Edit the stretch from the start of the listing through the line containing "[[[311,143],[310,207],[361,207],[360,143],[314,140]]]" by replacing "white" with "stainless steel", and leave everything else unchanged.

Extracted data entries
* Start *
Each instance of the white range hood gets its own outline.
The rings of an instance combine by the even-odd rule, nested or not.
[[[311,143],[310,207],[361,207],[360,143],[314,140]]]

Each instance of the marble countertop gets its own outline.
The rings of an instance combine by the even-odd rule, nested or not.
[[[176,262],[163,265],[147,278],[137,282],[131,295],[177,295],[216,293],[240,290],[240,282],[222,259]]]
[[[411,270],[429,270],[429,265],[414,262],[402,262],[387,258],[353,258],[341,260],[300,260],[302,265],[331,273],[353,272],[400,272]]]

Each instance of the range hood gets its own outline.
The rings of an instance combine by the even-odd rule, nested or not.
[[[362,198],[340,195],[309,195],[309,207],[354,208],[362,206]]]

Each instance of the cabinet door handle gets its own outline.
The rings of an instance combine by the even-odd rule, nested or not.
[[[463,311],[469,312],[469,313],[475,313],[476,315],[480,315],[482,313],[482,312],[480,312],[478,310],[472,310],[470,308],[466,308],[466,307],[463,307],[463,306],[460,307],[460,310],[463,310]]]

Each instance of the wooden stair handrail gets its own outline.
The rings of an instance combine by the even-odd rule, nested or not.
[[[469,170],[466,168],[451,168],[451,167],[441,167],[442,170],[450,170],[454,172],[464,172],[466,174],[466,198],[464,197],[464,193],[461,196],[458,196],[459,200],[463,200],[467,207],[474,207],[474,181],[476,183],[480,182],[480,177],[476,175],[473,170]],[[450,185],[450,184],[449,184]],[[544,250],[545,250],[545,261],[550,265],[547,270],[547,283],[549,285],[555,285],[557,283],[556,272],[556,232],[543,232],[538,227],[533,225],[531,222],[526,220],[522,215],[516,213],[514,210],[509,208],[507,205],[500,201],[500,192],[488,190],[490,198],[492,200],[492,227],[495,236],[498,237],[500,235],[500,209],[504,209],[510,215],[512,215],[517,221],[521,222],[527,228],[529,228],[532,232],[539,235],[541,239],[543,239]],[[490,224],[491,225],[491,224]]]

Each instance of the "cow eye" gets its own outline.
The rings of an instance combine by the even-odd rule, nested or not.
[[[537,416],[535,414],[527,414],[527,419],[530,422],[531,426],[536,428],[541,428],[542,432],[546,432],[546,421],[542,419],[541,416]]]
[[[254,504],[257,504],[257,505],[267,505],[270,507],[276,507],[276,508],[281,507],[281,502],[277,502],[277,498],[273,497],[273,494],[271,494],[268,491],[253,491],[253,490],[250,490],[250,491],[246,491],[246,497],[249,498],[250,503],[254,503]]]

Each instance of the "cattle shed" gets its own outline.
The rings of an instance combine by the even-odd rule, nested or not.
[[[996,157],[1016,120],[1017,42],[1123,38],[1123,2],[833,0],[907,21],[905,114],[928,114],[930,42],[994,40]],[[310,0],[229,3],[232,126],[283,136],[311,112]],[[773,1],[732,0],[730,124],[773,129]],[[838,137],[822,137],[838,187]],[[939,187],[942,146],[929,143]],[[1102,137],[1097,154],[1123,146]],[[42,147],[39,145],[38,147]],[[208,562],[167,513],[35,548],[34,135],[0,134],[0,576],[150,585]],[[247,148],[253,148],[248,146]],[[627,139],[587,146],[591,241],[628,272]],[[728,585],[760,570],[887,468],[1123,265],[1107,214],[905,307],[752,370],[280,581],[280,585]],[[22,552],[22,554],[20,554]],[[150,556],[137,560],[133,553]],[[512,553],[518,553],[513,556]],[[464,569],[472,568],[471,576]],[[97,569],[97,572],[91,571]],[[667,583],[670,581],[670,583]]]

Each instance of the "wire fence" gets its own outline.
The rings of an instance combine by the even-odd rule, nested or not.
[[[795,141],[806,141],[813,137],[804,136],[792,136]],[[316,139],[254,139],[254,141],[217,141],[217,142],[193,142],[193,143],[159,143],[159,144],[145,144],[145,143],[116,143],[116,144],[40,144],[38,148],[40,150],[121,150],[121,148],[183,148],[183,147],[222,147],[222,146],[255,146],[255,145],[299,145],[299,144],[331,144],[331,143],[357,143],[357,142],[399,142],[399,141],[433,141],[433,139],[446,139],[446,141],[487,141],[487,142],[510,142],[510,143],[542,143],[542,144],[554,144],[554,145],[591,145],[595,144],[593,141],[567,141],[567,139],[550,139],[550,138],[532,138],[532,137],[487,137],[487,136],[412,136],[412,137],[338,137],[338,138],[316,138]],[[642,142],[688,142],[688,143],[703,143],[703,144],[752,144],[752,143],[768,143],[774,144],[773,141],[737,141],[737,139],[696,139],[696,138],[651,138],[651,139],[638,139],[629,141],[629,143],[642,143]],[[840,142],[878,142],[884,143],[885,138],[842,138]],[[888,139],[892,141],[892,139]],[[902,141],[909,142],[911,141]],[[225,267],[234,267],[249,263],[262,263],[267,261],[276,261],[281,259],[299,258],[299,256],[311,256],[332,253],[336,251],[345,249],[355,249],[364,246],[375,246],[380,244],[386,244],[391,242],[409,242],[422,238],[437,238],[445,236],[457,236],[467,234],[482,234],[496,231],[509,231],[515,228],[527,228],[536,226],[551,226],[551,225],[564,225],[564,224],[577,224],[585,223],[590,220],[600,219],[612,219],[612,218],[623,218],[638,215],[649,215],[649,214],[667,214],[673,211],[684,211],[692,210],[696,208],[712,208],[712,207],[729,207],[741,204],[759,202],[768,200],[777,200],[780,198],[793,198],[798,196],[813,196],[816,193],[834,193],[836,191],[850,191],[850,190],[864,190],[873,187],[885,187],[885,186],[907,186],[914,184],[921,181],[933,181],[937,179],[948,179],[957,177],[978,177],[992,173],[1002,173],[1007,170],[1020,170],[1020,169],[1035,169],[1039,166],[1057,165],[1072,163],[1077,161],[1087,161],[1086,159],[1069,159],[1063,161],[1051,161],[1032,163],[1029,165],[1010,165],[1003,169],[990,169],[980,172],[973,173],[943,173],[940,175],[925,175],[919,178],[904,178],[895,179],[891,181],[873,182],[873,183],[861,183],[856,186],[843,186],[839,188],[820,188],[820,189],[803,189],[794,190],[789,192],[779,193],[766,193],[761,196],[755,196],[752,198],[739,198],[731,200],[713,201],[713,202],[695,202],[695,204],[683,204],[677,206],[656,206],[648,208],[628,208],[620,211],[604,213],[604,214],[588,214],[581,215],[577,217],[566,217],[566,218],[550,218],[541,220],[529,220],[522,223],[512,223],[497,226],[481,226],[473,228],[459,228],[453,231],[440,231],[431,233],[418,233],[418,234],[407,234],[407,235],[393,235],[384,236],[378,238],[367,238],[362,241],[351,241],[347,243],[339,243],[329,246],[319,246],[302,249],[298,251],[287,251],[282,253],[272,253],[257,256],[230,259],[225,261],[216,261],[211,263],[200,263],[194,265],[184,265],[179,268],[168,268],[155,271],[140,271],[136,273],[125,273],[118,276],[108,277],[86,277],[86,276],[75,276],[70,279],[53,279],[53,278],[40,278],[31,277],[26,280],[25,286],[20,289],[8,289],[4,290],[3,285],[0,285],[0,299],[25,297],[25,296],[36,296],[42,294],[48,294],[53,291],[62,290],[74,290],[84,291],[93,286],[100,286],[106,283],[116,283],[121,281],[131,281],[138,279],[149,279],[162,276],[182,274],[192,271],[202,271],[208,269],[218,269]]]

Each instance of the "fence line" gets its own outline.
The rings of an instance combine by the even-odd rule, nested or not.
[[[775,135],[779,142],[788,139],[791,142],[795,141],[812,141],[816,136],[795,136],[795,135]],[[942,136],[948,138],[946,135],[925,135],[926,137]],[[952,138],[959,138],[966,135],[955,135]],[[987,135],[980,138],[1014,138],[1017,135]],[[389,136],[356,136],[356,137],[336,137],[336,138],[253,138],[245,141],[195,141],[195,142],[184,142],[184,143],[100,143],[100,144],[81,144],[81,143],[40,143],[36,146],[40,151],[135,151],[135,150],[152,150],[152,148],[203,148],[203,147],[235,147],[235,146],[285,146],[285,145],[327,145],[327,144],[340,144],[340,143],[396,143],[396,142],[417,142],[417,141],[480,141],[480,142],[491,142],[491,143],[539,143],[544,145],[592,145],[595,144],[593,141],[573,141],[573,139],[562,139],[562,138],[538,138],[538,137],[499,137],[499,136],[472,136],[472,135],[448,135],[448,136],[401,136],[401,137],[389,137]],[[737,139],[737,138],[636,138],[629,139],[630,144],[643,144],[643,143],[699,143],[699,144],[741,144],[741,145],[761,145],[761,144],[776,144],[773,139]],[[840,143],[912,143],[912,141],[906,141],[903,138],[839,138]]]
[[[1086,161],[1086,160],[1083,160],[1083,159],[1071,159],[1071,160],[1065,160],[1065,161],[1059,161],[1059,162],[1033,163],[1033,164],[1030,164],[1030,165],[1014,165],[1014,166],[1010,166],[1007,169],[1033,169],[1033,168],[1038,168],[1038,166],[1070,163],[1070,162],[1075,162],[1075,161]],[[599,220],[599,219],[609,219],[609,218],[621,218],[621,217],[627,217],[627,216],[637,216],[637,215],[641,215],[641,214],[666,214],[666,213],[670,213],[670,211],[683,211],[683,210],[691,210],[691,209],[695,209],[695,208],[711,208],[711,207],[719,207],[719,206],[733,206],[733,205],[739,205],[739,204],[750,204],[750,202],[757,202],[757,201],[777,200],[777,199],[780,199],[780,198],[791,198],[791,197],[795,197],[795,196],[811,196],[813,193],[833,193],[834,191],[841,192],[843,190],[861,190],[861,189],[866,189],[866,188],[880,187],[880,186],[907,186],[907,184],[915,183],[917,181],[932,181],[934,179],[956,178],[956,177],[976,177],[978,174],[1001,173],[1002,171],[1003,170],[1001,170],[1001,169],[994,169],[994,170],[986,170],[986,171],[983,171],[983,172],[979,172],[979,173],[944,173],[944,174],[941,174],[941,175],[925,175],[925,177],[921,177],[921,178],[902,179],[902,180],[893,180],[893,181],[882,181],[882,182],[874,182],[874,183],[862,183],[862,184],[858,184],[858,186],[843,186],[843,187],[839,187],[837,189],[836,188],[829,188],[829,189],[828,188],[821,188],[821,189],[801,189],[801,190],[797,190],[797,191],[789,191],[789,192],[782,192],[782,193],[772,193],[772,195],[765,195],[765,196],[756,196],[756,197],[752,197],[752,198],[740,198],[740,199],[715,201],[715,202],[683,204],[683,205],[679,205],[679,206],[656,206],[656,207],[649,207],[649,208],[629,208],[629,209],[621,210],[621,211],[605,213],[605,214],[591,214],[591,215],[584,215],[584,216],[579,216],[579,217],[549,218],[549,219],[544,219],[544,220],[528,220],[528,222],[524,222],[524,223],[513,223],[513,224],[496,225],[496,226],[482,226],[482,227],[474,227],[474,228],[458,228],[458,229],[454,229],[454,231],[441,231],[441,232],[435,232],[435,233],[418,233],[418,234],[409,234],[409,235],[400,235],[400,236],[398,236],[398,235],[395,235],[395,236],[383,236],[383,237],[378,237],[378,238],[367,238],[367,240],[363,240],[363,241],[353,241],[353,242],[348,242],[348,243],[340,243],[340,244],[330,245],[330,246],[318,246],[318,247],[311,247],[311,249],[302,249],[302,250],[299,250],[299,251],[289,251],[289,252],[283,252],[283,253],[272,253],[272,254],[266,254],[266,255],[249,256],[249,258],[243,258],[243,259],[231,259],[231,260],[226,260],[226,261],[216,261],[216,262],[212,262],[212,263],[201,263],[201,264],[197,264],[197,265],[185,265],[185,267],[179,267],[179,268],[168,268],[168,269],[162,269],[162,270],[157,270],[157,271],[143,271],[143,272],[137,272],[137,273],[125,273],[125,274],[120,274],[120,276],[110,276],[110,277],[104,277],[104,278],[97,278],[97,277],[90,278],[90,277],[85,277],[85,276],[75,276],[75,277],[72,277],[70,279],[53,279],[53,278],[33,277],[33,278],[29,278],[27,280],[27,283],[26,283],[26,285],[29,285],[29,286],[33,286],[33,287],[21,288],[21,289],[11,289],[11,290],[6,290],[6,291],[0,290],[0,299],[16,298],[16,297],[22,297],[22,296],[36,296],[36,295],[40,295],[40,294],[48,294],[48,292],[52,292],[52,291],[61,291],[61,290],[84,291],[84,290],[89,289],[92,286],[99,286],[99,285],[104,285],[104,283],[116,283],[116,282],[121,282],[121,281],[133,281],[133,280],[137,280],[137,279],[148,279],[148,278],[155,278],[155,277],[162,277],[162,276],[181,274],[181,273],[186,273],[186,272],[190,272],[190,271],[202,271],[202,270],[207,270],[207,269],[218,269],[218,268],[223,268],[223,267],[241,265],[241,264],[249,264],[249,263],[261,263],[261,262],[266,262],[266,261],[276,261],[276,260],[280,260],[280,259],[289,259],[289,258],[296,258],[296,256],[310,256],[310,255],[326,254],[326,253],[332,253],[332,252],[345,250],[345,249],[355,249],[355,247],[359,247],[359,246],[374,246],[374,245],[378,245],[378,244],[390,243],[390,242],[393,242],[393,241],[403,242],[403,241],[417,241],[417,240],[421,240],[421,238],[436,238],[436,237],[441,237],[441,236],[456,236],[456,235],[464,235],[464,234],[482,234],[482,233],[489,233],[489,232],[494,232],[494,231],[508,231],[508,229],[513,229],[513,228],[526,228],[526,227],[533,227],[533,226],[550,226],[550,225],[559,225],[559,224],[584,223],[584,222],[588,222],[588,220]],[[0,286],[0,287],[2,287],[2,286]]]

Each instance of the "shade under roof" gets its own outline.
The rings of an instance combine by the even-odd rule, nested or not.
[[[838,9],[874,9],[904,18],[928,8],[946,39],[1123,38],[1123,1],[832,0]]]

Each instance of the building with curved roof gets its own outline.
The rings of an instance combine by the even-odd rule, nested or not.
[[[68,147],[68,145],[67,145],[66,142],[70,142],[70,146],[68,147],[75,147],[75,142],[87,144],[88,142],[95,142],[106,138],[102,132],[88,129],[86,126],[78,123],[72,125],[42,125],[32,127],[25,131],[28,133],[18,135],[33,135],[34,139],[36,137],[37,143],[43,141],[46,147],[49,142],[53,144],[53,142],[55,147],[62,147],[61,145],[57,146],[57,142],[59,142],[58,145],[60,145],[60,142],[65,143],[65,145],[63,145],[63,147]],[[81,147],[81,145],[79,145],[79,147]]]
* End *
#### [CORRECT RESPONSE]
Each instance of the stainless steel range hood gets its own outline.
The rings of an instance combine by the even-odd rule, nested or not.
[[[311,143],[310,207],[361,207],[360,143],[314,140]]]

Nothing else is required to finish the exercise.